**Goal of the exercise**
Continue the news report on the Jaffna University student arrests, starting after its last paragraph.

**Source excerpt**
--

Monday, December 10, 2012

Jaffna Uni crisis deepens, tension heightens

  • By  Arthur Wamanan and Sandun Jayawardana
  • Sunday, 09 December 2012 02:18
  • Nation
The arrest and detention of nine students of the Jaffna University have triggered unrest and tension among the student community who continue to boycott academic activities in protest, University sources claimed.

Human rights activists claim the arrest and detention of the students would once again create a fear psychosis among civilians, causing further friction between the people and the security forces in the North and East.

Convener of the Civil Monitoring Commission (CMC) and former Parliamentarian, Mano Ganeshan warned that such acts would only create tension between the two communities and hamper the reconciliation process.

The police arrested nine students last week following clashes that erupted during a protest on November 28 after students commemorated LTTE Martyr’s Day.

“The government should allow the dead to be remembered,” he said. He added that the JVP and the FLSP continued to commemorate those who died during the 1971 insurgencies. “One might disagree with the politics behind the movements. But the people should be allowed to remember the dead,” he said adding students in the North should be given the same political freedom as other parties in the South.”

--

**Given entries**
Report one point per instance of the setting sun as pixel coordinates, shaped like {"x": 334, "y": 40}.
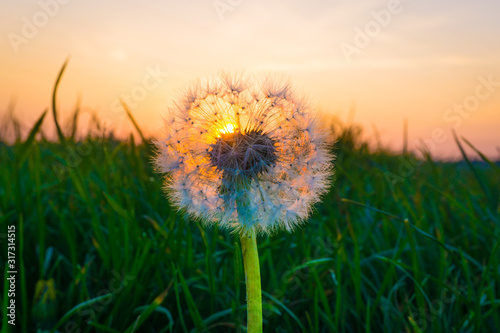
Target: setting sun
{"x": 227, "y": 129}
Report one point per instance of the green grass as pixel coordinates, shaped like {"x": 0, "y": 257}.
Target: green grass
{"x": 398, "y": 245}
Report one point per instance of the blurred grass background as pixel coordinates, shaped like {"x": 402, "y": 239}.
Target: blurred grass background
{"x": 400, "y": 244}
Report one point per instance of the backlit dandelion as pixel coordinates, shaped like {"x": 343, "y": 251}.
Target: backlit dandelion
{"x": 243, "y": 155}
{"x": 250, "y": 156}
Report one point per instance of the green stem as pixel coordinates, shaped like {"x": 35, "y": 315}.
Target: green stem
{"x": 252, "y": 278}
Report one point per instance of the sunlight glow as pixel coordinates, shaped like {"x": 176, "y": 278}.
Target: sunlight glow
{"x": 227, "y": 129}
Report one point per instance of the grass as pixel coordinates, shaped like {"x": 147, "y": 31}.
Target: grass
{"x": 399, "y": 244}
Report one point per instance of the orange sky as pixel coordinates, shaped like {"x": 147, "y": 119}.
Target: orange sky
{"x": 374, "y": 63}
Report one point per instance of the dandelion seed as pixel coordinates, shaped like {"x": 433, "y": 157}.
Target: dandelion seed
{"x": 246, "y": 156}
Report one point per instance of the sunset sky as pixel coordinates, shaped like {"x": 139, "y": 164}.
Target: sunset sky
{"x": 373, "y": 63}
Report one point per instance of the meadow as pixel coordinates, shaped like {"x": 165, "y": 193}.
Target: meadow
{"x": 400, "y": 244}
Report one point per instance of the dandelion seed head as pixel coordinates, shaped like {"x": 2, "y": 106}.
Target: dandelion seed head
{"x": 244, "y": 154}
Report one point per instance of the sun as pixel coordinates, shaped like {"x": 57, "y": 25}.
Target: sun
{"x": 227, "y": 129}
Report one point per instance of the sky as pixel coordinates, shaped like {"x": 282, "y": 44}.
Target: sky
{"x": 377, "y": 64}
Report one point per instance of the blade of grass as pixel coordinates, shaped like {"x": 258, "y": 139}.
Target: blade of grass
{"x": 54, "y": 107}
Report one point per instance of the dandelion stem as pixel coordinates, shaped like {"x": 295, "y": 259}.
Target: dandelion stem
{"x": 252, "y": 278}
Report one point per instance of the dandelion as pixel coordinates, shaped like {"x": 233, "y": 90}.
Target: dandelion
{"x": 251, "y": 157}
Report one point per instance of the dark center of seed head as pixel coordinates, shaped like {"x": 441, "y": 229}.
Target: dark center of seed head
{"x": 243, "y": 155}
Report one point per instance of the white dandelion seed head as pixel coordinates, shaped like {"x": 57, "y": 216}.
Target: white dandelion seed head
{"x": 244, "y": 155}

--

**Response**
Meanwhile, the Inter University Students’ Federation (IUSF) said the government was engaged in ‘state terrorism’ preventing students from commemorating the dead.

“We totally condemn this act by the police. The students should be given the freedom to express their political views,” IUSF Convener, Sanjeewa Bandara said. He said the IUSF would campaign for the release of the students.

Among those still under arrest is V. Bhavanandan, President of the Jaffna University Students’ Union.
However, University officials were non-committal on the issue and noted no steps have been taken get the students released. The reopening of the campus also hung in the balance with students refraining from attending classes as a mark of protest. A spokesperson for the University said all academic activities was at standstill since November 29 and would commence once the students returned.

“It is not only the universities and students who are helpless, but the entire people. Very little can be done here,” lamented Dr Mahim Mendis, spokesperson for the Federation of University Teachers’ Associations (FUTA).

When contacted, Police Spokesperson SSP Prishantha Jayakody said nine Jaffna University students were in police custody as of Friday (07). He claimed they had been arrested on charges of ‘supporting terrorist activities’.

“Originally 10 students were in custody but one was released after being produced before Courts,” he said.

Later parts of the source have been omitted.